→ Objective: Convert the listing below into a Markdown table with the columns Number and Record line, giving one row per line and omitting blank lines. Do not include the pictures.

::: Records to process :::

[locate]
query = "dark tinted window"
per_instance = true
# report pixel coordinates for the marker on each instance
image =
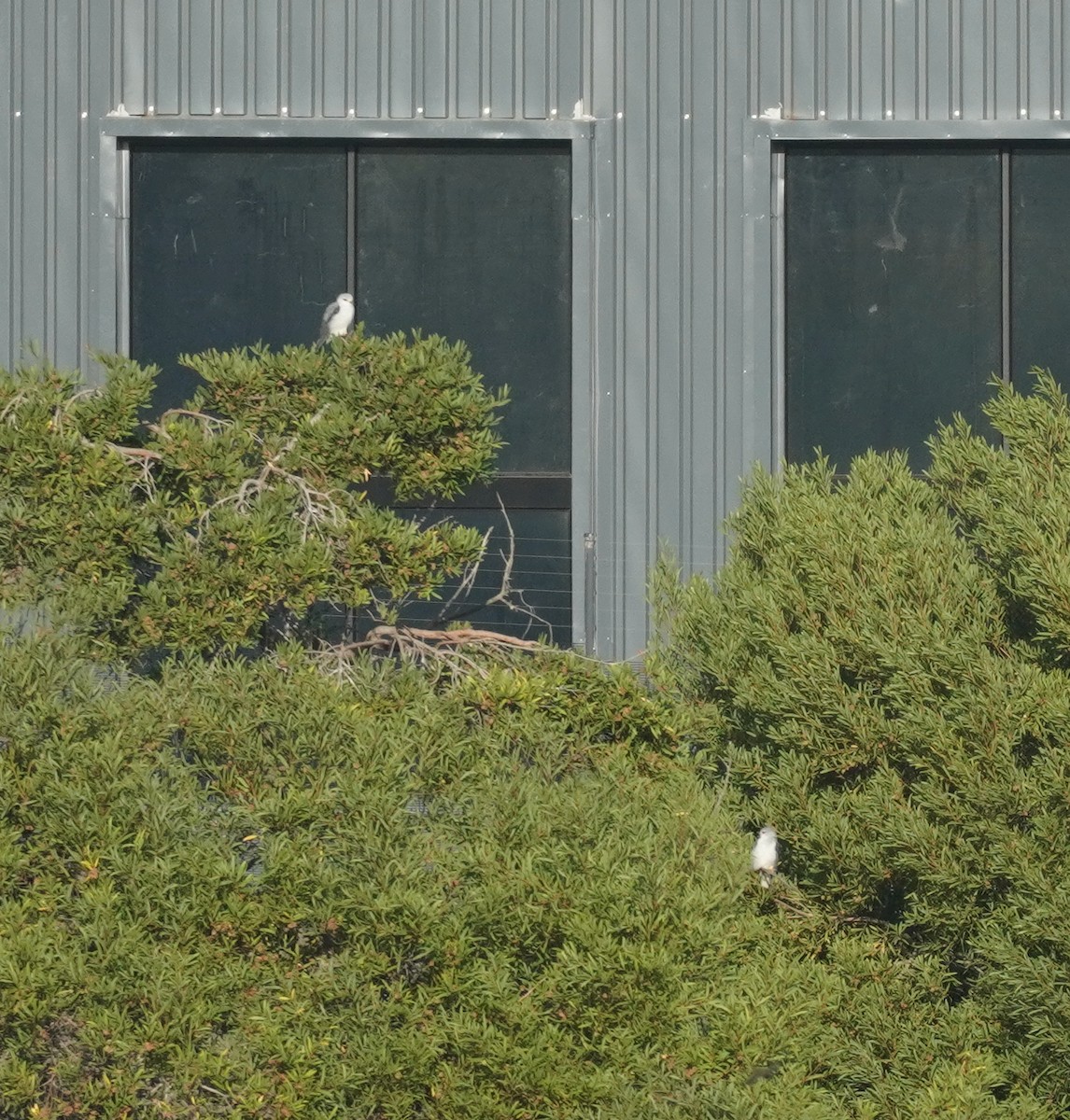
(474, 242)
(229, 246)
(1040, 247)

:::

→ Exercise output:
| Number | Record line |
|---|---|
| 1 | [locate] |
| 2 | query = "dark tinted window" |
| 3 | per_instance = true |
| 4 | # report pixel coordinates for the marker on each instance |
| 5 | image = |
| 6 | (474, 242) |
| 7 | (229, 246) |
| 8 | (1040, 247) |